[Start of Provided information]
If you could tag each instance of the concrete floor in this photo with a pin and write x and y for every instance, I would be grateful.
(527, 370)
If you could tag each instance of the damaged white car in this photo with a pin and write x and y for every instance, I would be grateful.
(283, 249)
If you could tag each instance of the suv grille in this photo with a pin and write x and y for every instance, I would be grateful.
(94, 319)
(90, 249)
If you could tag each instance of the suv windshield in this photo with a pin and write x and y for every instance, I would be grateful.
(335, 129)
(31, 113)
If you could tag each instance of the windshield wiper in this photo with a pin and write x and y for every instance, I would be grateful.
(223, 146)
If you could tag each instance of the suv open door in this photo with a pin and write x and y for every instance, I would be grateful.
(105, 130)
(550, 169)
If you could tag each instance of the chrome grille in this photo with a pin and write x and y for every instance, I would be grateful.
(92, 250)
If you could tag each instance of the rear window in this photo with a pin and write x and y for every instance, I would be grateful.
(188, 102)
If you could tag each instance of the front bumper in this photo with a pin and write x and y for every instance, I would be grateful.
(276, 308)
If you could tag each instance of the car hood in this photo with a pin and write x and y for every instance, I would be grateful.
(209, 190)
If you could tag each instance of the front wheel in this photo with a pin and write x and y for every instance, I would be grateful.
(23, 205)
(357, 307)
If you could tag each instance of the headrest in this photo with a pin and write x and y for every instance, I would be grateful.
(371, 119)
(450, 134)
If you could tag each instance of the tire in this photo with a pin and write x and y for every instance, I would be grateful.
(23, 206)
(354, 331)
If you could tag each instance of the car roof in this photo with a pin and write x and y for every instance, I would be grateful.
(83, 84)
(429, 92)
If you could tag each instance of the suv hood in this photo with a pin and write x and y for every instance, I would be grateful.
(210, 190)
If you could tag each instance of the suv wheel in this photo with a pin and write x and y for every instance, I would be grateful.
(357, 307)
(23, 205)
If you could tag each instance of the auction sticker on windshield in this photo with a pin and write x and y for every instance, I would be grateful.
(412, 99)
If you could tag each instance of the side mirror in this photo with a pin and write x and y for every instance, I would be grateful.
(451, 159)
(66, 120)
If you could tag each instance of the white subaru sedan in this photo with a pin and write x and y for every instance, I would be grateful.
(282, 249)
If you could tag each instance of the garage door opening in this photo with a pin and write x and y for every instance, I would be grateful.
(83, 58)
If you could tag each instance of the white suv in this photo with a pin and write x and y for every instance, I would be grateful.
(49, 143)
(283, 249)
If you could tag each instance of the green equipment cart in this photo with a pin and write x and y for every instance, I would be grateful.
[End of Provided information]
**What to work on:** Return each line of the data exactly as written above.

**Exercise output:**
If you could tag each instance of the concrete floor in this photo with a pin and write x and y for every instance, I would be grateful.
(527, 370)
If you could tag each instance of the damaged white car in this photo with a pin and write x and y for every instance, I would be grateful.
(283, 249)
If you could tag each instance of the suv grille in this photo with a pin and write x and y for every instance, I would be grateful.
(94, 319)
(90, 249)
If you could tag each instance of the suv windshield in this photo with a pin and write x and y for every instance, I would be grateful.
(335, 129)
(31, 113)
If you could tag each instance of the windshield wiper in this photo with a pin and write x and y for every instance, I would be grateful.
(223, 146)
If you could tag each instance of the suv open door in this photo with a pin and write x and y for every instance, I would be grateful.
(105, 130)
(550, 169)
If you could tag each instance of the chrome grille in this photo with a pin and write x and y for every instance, I would be grateful.
(92, 250)
If you could tag each instance of the rear window in this photo with a pin and write x and y for every instance, I would be grateful.
(188, 102)
If you could tag each instance of the front bumper in this photo with a pin and write x and y for every instance, I would be grateful.
(276, 308)
If you could tag each instance of the car hood in this photo with a pin and write x and y for every instance, I would be grateful.
(209, 190)
If you could tag each instance of the front wheel in this photo with a pin and write x and y for every instance, I would be grateful.
(23, 205)
(357, 307)
If you could tag each instance of the headrest in this photo with a pin and write x and y for every instance, I would be grateful.
(371, 119)
(450, 134)
If you could tag each instance of the tire in this photo with a pin and write x and y for every instance, I would be grateful.
(23, 206)
(354, 331)
If you could tag each instance of the car roof in this photo with a pin and write x and y for every instance, I would be grateful.
(83, 84)
(429, 92)
If you could tag each instance of the suv hood in this photo with a pin and write x and y for every instance, I would be grateful.
(210, 190)
If you could tag each instance of the suv wheel in this photo with a pin and write x and y for every instance, I would be grateful.
(357, 307)
(23, 205)
If you could tag each instance of the auction sticker on windshield in this photo with a pin and write x and y for every instance, I would be grateful.
(412, 99)
If you could tag each instance of the side mirror in this photo with a pin and write x and y for every instance, I would be grateful.
(451, 159)
(66, 120)
If you could tag each instance of the white subaru sedan in this photo with a pin and write x and y for every instance, I would be grateful.
(282, 249)
If you could tag each instance of the garage door opening in this photo with a pin and write x and y for every instance, I would be grateful.
(83, 58)
If you could tag each instance of the white suv in this photo with a pin and write x and y for every instance, I would be grateful.
(49, 143)
(283, 249)
If you could tag each instance of the green equipment cart in this photo with a pin and write x and y for every instance, I would be grateful.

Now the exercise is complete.